ZU BEARBEITENDES MATERIAL:
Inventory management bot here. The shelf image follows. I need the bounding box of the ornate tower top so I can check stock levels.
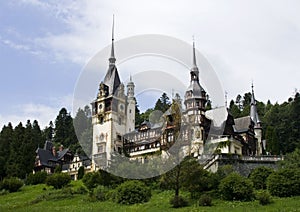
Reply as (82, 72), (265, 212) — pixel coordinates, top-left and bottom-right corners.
(250, 83), (261, 127)
(103, 16), (121, 95)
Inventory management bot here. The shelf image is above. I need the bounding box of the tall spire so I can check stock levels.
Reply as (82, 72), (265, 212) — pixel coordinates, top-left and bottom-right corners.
(193, 36), (197, 67)
(109, 15), (116, 65)
(250, 82), (261, 127)
(191, 36), (199, 81)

AUFGABENSTELLUNG: Schreibe das gesamte Material oben Zeile für Zeile unverändert ab. Lass die Bilder dabei weg.

ERGEBNIS:
Inventory management bot here. The shelf image follows. I need the bounding box of the ornate tower top so I can check stock levels.
Reply as (82, 72), (265, 212) — pixel coordinates, top-left and bottom-right corners.
(250, 83), (261, 127)
(103, 16), (121, 95)
Inventory management bot here. The shelf image is above. I need the bounding box of the tall spire so I can check stock levels.
Reply as (82, 72), (265, 212) — pixel coordinates, top-left and bottom-right corners.
(193, 36), (197, 67)
(109, 15), (116, 65)
(250, 82), (261, 127)
(191, 36), (199, 81)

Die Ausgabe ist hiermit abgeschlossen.